→ **Selected passage**
<<<<

If Congress can afford corporate tax cuts, it can afford children's health care
Both parties say they support the Children's Health Insurance Program. So why isn't it funded?
For 20 years, the Children’s Health Insurance Program has helped states subsidize health coverage for children from low-income families. But this fall, Congress allowed CHIP’s funding to expire. On November 30, on the eve of the Senate’s approval of a massive corporate tax cut projected to cost the government a net $1 trillion over ten years, Senator Orrin Hatch addressed the issue on the Senate floor. “The reason CHIP’s having trouble,” said the Utah Republican, “is because we don’t have money anymore.”

>>>>

→ **Given data**
<<<<

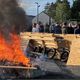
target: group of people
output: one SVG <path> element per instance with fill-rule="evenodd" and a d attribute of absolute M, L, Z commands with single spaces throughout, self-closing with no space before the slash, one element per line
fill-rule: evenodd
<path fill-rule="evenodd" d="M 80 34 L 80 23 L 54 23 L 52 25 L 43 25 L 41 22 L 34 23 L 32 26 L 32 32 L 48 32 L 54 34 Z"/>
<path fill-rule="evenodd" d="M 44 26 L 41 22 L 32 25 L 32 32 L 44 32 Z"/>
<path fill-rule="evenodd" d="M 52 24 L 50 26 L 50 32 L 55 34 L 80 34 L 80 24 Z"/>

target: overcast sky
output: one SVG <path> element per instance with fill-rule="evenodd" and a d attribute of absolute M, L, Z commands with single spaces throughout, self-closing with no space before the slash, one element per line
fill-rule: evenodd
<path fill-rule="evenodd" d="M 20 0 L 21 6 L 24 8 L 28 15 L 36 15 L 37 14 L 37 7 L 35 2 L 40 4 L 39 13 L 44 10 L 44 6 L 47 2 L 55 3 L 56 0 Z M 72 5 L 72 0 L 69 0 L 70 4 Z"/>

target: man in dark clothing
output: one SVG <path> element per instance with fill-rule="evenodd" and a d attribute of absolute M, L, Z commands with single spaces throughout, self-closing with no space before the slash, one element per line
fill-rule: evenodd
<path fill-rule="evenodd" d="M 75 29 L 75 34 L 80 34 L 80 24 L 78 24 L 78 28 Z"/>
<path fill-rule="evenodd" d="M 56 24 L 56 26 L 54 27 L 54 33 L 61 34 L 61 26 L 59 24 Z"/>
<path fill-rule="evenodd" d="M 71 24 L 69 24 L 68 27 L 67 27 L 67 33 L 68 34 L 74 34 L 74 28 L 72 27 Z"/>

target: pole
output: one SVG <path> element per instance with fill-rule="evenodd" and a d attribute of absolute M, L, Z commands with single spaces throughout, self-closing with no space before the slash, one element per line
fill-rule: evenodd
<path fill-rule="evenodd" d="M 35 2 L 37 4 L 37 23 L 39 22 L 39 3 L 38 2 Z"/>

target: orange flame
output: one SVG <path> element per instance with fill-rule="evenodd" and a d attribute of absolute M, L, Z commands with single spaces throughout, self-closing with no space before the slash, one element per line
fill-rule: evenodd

>>>>
<<<<

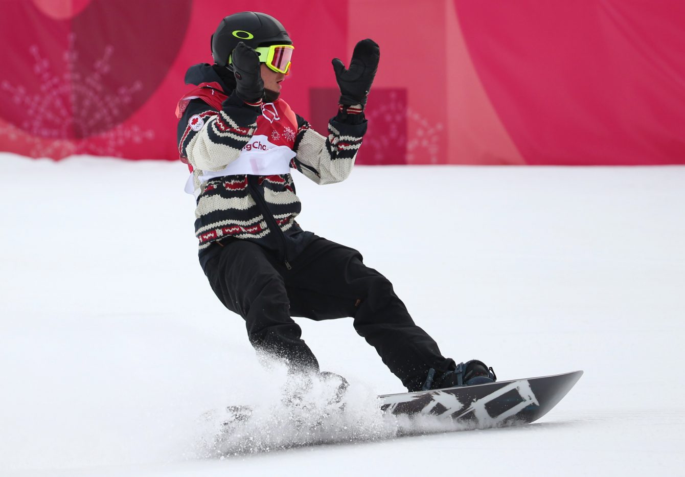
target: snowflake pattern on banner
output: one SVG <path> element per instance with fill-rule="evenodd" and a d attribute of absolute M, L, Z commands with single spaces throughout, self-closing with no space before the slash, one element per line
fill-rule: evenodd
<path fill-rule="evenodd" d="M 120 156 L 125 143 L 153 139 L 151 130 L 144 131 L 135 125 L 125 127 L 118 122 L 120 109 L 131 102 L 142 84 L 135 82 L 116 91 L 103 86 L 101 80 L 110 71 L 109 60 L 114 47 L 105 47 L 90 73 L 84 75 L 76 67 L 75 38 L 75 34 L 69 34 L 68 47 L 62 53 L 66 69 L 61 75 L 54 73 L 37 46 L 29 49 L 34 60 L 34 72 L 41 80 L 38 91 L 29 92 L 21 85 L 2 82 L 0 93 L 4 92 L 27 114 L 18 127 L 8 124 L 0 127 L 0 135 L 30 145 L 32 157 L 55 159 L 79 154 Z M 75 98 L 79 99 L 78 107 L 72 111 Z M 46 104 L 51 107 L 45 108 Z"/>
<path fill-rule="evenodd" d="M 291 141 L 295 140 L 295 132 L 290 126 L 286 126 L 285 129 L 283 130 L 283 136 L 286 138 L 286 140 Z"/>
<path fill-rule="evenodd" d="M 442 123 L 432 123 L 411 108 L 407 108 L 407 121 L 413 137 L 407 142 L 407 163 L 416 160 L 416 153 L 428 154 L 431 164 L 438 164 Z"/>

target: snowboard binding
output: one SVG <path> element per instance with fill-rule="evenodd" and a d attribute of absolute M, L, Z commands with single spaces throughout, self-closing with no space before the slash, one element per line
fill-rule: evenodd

>>>>
<<<<

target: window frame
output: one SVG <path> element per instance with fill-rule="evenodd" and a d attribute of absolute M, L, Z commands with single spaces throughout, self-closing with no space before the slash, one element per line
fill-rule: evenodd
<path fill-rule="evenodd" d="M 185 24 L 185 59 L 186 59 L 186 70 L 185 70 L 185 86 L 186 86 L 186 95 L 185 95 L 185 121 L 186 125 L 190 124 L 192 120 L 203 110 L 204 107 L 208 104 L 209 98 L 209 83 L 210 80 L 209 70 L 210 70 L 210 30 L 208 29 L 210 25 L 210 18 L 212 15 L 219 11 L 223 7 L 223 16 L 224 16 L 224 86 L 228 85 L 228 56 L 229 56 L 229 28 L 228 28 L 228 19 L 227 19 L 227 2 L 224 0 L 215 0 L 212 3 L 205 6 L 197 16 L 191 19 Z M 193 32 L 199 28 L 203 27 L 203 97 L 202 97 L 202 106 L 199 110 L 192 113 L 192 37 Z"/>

>>>>

→ **Activities**
A – Using the passage on children's health insurance funding, decide whether each statement agrees with it. Answer yes or no, and quote the words from the passage that decide it. (i) CHIP has helped states subsidize children's health coverage for 20 years. (ii) Senator Orrin Hatch spoke on the Senate floor after the Senate approved the corporate tax cut. (iii) The corporate tax cut was projected to cost the government a net $1 trillion over five years.
B – In the passage on children's health insurance funding, what state and party does Senator Orrin Hatch represent?

→ **Outputs by task**
A –
(i) Yes: "For 20 years, the Children’s Health Insurance Program has helped states subsidize health coverage for children from low-income families."
(ii) No: "On November 30, on the eve of the Senate’s approval of a massive corporate tax cut"
(iii) No: "projected to cost the government a net $1 trillion over ten years"

B – He is a Republican from Utah.